==== Teks Bacaan ====
Pages

Home » » Bimbingan Keluarga Sakinah: Ketika Dua Jiwa Mengetuk Pintu Langit yang Mencari Jalan Pulangnya

Bimbingan Keluarga Sakinah: Ketika Dua Jiwa Mengetuk Pintu Langit yang Mencari Jalan Pulangnya

 

Bimbingan Keluarga Sakinah: Ketika Dua Jiwa Mengetuk Pintu Langit yang Mencari Jalan Pulangnya

Oleh : Syafaat

Ada masa ketika dua manusia duduk saling berhadapan dan tiba-tiba menyadari bahwa hidup ini bukan hanya tentang saling mencintai, tetapi tentang saling menuntun. Kelak, setiap perkawinan akan menemukan jalannya sendiri. Ada yang berkelok seperti sungai purba mencari muara yang jauh, memantulkan cahaya matahari di antara bebatuan sabar. Ada yang mengalir senyap seperti doa yang dipanjatkan di sepertiga malam, hanya terdengar oleh malaikat yang menjaga langit. Ada pula yang deras seperti hujan yang turun membawa berkah, namun tetap memerlukan tadah yang kuat agar tak menjadi luapan yang tak tertampung. Dan sebelum dua manusia itu memutuskan berjalan beriringan, keduanya harus mengerti bagaimana berdiri sebagai pribadi yang matang—sebagaimana pohon yang baru mampu menaungi burung-burung dan manusia apabila akarnya telah bersahabat dengan tanah tempat ia bersujud.

Di hadapan dirinya sendiri, manusia adalah cermin yang tak bisa berbohong, dalam pantulan itu, ia belajar memandang hirarki nilainya yang sesungguhnya. Menimbang kelebihan yang kadang dibanggakan dengan suara paling nyaring, meneliti kekurangan yang selama ini disembunyikan di balik tawa paling ramah. Kesadaran diri bukan sekadar latihan batin; ia adalah pintu pertama yang harus dibuka sebelum seseorang mengetuk pintu hati pasangannya. Bagaimana mungkin seseorang mengasuh jiwa orang lain bila ia belum selesai merawat carut-marut jiwanya sendiri?, bagaimana mungkin ia memeluk kegelisahan orang lain bila sumber gelisahnya sendiri tak pernah ia kenali?
====
▶ [Soal Latihan]:
[a] Terjemahkan kalimat "Kelak, setiap perkawinan akan menemukan jalannya sendiri." dari teks tentang keluarga sakinah ke dalam bahasa Inggris.
[b] Teruskan teks tentang keluarga sakinah setelah kalimat terakhir yang tercantum.
Butir-butir data berikut tidak berkaitan dengan teks tentang keluarga sakinah.
==== Data yang Diberikan ====
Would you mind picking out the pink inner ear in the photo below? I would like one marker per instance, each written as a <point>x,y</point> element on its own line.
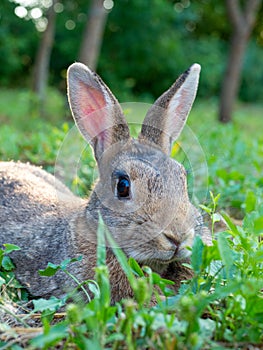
<point>92,110</point>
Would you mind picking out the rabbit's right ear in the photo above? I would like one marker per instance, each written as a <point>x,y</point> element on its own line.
<point>96,111</point>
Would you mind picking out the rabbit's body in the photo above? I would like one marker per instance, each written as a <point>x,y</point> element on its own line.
<point>141,196</point>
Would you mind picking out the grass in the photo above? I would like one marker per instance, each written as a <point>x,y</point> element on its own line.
<point>221,307</point>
====
▶ [Jawaban Latihan]:
[a] Someday, every marriage will find its own path.

[b]
Dan ketika dua manusia duduk saling menatap, menyebut perlahan satu per satu nilai hidup yang mereka junjung, kelebihan yang ingin dibagi, kekurangan yang ingin ditata ulang, serta bahan bakar cinta yang menggerakkan langkah keduanya—sebenarnya mereka sedang menyerahkan peta masing-masing. Peta yang tak pernah lengkap, yang selalu memuat jejak langkah tersandung, coretan koreksi, noda yang tak sempat dilap. Namun justru dari ketidaksempurnaan itulah perjalanan dimulai. Dari keberanian untuk berkata, “Inilah aku apa adanya, dengan langkah-langkah yang pernah goyah, dengan harapan panjang yang sedang kutanam, dan dengan luka yang sedang kucicil sembuhnya.” Setiap pengakuan kecil adalah jembatan. Setiap kejujuran adalah mercusuar yang menuntun agar mereka tak saling kehilangan di tengah kabut waktu.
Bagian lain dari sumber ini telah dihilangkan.